┌─ Selected extract

Cuomo Told a House Panel His Memory Was Hazy. Is That a Perjury Defense?
The New York Times
House Republicans referred the former New York governor for prosecution. His insistence on a faulty memory makes that outcome unlikely.
When former Gov. Andrew M. Cuomo of New York was pressed by congressional investigators whether he had any role in an official report deflecting blame for thousands of Covid-related deaths in state nursing homes, he fell back on one of Washington’s oldest defenses.
“I do not recall reviewing,” Mr. Cuomo said in closed-door testimony this summer, after initially flatly denying that he had seen the report at the time.
This week, a Republican House chairman investigating the matter concluded that those comments had been part of a “conscious, calculated effort” to dodge accountability and urged the Justice Department to prosecute the former governor for lying to Congress. As evidence, the committee cited emails showing that Mr. Cuomo had not only seen the report, but had written parts of early drafts.
The criminal referral could scarcely come at a worse time for Mr. Cuomo politically. It threatens to remind voters of the scandals that plagued the end of his governorship at the very moment he is contemplating a run for mayor of New York City, handing his opponents fresh ammunition.
But former federal prosecutors, congressional investigators and defense lawyers said on Thursday that Mr. Cuomo was unlikely to face prosecution.
The Justice Department has no obligation to take up a case like the one referred by the House Select Subcommittee on the Coronavirus Pandemic on Wednesday. Legally speaking, the referral requests are akin to news releases.

└─

• **Your goal**: Copy out the whole article on Andrew Cuomo's House testimony word for word, from the headline through the last sentence.

┌─ Data excerpts

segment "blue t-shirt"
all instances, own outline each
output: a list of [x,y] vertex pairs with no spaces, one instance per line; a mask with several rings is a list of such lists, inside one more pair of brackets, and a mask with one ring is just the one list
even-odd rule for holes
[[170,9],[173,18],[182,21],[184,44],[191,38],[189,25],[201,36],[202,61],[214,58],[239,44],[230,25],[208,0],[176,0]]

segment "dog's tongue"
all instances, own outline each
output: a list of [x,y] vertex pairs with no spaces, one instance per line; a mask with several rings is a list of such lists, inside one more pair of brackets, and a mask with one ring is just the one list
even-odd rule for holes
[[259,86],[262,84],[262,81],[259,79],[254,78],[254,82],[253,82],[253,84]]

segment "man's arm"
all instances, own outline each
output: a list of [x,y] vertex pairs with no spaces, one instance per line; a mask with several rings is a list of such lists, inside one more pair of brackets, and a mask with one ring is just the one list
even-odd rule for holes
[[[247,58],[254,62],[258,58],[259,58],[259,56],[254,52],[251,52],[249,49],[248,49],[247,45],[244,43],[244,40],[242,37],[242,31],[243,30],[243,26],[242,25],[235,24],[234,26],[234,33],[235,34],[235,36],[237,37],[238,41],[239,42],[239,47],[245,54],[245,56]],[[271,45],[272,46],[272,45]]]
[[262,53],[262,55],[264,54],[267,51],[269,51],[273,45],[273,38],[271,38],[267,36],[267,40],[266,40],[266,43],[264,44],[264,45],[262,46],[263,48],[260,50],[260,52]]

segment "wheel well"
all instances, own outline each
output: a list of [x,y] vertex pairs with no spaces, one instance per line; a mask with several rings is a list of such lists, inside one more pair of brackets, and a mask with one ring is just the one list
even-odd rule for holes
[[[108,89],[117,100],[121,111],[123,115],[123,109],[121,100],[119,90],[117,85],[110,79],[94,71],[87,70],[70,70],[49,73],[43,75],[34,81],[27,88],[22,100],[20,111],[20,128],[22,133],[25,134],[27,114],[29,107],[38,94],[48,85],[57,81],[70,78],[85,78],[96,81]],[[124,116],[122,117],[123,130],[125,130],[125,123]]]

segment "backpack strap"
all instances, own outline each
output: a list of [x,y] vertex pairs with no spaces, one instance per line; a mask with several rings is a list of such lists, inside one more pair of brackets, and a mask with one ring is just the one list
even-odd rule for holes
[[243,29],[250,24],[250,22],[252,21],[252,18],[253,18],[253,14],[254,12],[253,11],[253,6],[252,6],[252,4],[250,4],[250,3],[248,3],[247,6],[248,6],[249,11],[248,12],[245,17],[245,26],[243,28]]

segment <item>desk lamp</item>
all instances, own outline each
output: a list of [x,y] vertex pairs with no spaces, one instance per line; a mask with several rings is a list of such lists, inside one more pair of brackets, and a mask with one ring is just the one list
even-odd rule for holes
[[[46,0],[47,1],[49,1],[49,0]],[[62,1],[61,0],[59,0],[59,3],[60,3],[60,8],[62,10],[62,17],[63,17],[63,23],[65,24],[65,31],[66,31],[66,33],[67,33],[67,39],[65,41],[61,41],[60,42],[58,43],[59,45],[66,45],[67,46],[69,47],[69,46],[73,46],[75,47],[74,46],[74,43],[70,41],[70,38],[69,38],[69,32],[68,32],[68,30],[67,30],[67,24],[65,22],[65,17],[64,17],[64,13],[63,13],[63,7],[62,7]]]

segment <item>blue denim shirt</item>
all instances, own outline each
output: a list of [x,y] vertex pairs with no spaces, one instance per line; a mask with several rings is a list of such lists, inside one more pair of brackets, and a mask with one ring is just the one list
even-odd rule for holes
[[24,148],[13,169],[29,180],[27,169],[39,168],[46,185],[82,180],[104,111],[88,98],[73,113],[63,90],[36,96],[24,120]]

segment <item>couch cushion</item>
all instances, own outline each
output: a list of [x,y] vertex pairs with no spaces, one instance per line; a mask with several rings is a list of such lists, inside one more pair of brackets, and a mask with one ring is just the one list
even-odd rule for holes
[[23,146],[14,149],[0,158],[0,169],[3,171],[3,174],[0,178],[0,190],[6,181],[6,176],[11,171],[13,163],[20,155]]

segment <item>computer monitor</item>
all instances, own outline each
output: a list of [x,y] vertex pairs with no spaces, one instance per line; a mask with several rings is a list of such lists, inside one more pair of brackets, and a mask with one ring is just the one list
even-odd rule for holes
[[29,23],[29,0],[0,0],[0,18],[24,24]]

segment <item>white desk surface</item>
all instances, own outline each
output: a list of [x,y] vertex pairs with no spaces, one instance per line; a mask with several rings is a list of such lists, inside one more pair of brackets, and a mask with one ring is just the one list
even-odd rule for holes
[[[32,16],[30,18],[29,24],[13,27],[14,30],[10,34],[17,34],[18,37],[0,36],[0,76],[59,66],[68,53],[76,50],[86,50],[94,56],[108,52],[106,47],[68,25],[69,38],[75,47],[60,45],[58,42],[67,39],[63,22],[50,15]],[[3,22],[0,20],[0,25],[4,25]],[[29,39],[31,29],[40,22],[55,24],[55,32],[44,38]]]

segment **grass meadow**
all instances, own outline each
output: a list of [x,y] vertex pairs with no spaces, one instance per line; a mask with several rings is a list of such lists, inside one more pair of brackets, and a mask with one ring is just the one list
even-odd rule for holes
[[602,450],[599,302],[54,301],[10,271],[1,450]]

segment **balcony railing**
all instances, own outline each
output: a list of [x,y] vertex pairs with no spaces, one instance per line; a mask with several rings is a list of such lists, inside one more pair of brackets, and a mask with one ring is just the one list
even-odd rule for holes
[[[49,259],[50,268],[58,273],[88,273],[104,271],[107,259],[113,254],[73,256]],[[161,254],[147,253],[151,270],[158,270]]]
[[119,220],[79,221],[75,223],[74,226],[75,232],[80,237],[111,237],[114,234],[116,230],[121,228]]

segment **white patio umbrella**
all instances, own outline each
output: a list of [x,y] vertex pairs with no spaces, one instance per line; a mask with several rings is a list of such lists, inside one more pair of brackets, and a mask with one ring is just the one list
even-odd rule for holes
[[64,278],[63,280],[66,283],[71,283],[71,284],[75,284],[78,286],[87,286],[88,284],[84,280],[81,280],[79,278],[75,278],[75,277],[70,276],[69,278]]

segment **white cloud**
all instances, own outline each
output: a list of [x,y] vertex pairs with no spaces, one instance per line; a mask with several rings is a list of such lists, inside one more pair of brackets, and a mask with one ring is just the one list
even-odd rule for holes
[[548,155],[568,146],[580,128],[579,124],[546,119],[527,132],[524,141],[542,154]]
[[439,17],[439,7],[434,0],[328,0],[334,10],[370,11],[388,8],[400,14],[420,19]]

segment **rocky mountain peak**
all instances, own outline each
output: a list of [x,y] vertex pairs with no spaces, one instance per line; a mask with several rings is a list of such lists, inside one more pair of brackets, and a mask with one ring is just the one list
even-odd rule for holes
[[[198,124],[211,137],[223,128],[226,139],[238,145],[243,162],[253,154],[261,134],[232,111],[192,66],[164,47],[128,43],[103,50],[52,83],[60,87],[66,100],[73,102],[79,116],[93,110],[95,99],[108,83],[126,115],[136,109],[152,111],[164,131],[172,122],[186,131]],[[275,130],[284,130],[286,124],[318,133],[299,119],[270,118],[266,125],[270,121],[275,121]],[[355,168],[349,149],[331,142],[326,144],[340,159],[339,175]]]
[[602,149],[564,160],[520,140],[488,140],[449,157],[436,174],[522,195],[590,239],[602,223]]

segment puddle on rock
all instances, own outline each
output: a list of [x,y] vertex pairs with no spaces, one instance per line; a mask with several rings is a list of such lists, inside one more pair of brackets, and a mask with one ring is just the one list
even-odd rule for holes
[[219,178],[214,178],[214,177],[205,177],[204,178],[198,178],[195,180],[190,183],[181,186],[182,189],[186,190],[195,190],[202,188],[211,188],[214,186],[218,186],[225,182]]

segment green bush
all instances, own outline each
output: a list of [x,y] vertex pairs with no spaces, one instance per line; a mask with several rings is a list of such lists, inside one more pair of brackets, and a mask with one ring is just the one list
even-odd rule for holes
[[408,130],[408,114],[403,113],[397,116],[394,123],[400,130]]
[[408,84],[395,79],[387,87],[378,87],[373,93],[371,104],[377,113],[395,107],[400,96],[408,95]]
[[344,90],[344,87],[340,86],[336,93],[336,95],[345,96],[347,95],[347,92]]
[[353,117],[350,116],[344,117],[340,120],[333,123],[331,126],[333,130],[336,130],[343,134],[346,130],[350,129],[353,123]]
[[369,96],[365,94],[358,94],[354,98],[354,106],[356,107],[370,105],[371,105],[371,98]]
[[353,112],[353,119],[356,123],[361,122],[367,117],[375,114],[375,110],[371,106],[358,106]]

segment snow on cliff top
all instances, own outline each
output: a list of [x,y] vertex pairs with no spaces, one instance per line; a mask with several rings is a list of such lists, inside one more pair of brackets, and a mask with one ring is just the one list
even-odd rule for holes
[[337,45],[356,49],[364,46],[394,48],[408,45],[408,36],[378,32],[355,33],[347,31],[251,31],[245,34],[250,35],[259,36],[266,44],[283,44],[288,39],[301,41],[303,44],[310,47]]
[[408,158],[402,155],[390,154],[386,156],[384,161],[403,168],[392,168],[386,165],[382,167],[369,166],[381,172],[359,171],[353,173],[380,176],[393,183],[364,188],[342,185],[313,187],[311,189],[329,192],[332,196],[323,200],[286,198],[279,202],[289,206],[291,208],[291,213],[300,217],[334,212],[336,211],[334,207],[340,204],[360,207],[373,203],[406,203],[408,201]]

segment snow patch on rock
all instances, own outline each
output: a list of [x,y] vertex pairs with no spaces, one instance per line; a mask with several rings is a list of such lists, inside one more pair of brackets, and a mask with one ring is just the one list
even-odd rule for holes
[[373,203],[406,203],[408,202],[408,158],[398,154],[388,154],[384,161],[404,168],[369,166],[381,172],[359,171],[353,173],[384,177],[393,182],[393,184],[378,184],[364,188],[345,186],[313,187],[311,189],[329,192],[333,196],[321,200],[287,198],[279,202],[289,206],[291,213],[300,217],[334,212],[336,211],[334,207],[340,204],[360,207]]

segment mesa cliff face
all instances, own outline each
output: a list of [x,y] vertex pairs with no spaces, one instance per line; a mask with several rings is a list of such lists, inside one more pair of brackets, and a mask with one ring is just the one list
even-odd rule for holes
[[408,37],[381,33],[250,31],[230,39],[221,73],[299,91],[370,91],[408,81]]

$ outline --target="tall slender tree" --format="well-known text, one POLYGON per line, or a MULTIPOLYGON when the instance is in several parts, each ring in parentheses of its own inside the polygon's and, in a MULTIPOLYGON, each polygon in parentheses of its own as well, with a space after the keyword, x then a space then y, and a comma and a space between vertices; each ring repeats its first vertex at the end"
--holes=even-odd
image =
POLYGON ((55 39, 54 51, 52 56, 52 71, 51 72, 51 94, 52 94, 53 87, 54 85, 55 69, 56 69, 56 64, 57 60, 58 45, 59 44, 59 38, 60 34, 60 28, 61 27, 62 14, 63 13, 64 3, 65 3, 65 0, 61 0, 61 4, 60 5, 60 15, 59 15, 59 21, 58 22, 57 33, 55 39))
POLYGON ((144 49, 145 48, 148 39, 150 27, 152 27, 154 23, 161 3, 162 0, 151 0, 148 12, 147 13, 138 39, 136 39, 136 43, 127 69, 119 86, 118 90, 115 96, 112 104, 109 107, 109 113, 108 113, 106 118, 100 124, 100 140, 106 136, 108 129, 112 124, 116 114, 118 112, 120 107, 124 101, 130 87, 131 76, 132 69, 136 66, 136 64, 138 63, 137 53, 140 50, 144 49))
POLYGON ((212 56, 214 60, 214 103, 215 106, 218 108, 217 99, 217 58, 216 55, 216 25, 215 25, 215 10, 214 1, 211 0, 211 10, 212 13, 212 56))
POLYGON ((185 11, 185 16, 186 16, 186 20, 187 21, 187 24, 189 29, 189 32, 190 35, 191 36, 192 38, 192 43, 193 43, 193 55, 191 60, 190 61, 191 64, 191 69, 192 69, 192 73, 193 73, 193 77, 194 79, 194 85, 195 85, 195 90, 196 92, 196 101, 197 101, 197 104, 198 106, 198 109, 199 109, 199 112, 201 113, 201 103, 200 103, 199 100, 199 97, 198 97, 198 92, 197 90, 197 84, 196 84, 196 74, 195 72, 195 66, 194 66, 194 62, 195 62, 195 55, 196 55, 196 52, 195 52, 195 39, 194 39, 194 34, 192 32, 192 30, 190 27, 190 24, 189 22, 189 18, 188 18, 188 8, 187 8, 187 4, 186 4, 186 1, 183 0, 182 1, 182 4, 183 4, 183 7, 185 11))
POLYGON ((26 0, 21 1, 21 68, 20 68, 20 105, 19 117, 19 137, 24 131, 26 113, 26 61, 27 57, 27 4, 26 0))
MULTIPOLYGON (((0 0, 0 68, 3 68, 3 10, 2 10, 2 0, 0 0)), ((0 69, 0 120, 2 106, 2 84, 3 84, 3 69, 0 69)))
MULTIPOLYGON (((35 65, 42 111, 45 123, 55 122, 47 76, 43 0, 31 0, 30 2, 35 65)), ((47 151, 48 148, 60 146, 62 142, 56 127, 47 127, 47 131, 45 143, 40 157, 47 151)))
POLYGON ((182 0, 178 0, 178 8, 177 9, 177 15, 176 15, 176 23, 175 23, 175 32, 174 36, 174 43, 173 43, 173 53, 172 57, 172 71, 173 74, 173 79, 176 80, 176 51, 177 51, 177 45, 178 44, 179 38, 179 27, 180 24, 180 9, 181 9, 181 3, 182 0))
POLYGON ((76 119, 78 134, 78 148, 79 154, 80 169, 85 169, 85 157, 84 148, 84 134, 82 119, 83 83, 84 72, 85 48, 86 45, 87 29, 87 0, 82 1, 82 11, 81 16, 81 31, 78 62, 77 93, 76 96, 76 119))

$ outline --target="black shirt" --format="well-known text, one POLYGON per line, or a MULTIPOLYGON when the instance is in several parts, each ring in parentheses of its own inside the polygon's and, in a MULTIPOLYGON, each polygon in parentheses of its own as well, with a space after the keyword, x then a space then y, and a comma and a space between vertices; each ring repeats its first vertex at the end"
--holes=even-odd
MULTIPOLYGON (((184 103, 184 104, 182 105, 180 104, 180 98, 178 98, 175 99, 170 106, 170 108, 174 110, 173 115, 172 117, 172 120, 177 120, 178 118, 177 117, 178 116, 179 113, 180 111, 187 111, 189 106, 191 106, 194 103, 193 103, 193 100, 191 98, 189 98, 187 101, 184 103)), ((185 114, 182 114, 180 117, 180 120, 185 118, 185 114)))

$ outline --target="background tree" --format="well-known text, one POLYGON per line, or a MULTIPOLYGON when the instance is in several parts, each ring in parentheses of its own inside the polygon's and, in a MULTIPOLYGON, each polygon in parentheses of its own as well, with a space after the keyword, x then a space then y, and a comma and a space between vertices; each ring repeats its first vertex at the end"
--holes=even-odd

└─

• **Result of the exercise**:
Cuomo Told a House Panel His Memory Was Hazy. Is That a Perjury Defense?
The New York Times
House Republicans referred the former New York governor for prosecution. His insistence on a faulty memory makes that outcome unlikely.
When former Gov. Andrew M. Cuomo of New York was pressed by congressional investigators whether he had any role in an official report deflecting blame for thousands of Covid-related deaths in state nursing homes, he fell back on one of Washington’s oldest defenses.
“I do not recall reviewing,” Mr. Cuomo said in closed-door testimony this summer, after initially flatly denying that he had seen the report at the time.
This week, a Republican House chairman investigating the matter concluded that those comments had been part of a “conscious, calculated effort” to dodge accountability and urged the Justice Department to prosecute the former governor for lying to Congress. As evidence, the committee cited emails showing that Mr. Cuomo had not only seen the report, but had written parts of early drafts.
The criminal referral could scarcely come at a worse time for Mr. Cuomo politically. It threatens to remind voters of the scandals that plagued the end of his governorship at the very moment he is contemplating a run for mayor of New York City, handing his opponents fresh ammunition.
But former federal prosecutors, congressional investigators and defense lawyers said on Thursday that Mr. Cuomo was unlikely to face prosecution.
The Justice Department has no obligation to take up a case like the one referred by the House Select Subcommittee on the Coronavirus Pandemic on Wednesday. Legally speaking, the referral requests are akin to news releases.